Rewrite every one of the rows below so that "innermost point" becomes "central point" wherever it occurs, and keep all other text the same.
------
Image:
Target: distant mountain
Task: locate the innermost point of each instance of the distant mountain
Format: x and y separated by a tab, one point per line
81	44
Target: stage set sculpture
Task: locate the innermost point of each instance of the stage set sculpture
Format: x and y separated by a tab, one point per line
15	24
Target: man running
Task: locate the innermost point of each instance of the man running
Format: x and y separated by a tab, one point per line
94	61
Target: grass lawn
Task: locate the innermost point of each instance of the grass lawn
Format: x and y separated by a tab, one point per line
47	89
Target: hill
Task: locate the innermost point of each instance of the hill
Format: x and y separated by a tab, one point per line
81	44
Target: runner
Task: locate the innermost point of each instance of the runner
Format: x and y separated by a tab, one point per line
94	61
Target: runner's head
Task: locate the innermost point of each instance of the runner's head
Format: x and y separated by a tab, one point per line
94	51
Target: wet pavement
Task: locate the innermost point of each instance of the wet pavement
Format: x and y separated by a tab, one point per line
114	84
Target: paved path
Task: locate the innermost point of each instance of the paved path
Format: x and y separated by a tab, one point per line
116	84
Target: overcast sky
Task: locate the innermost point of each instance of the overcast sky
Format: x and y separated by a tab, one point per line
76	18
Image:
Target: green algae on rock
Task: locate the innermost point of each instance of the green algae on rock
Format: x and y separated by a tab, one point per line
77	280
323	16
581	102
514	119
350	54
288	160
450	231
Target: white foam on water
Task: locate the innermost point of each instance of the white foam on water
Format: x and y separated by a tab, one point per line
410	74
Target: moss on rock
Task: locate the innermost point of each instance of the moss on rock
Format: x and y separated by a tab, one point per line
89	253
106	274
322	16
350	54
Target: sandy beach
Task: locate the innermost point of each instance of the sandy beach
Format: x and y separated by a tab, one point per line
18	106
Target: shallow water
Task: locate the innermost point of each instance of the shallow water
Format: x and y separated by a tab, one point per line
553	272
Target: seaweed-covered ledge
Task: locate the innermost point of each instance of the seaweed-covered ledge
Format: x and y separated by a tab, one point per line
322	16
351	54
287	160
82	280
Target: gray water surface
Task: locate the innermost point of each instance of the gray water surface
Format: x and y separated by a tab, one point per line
------
* Solution to the problem *
Image:
Target: distant mountain
Task: locate the central point of each instance of the distant mountain
Format: x and y separated by a tab, one point per line
81	44
Target: stage set sculpture
Task: locate the central point of each instance of the stage set sculpture
Format: x and y separated by a tab, one point per line
15	24
Target: man running
Task: locate the central point of each instance of the man running
Format: x and y separated by a tab, one point per line
94	61
Target: grass lawn
Task: locate the central point of each instance of the grass lawn
Format: x and y separated by a tab, one point per line
47	89
Target: hill
Task: locate the central point of each instance of the hill
Format: x and y separated by a tab, one point per line
81	44
Target: runner
Task: locate the central point of each instance of the runner
Format: x and y separated by a tab, one point per line
94	61
Target: runner's head
Task: locate the central point of each instance of the runner's head
Format: x and y separated by a tab, one point per line
94	51
Target: wet pavement
Task: locate the central point of each instance of the wet pavement
Format: x and y separated by a tab, one point per line
114	84
Target: paved path
Task: locate the central point of each instance of the paved path
Format: x and y separated by a tab, one point per line
116	84
Target: overcast sky
Task: locate the central point of each instance of the overcast sky
Format: x and y separated by a tab, one point per line
76	18
Image:
Target: green algae on rock
Task: locate the central point of each instance of the green algae on rock
Format: x and y separated by a tab, one point per line
77	280
323	16
581	102
514	119
350	54
288	160
450	231
Target: white foam on water
Task: locate the central point of each instance of the white foam on water
Format: x and y separated by a tab, one point per line
410	74
Target: moss on rock
Task: locate the central point of each instance of the moss on rock
Format: x and y separated by a tab, one point per line
89	253
106	274
322	16
350	54
Target: sandy beach
Task: locate the central point of each instance of the sandy beach
Format: x and y separated by a tab, one point per line
18	106
Target: shallow water
Task: locate the central point of each instance of the shallow water
Format: x and y separated by a tab, one point per line
553	272
Target: seaweed-covered ledge
Task: locate the central point of each instance of the seaweed-covered ledge
Format: x and y separated by a tab, one point per line
322	16
351	54
287	160
82	280
Target: gray water surface
Task: locate the central point of each instance of the gray water surface
Format: x and y separated by a tab, one point per line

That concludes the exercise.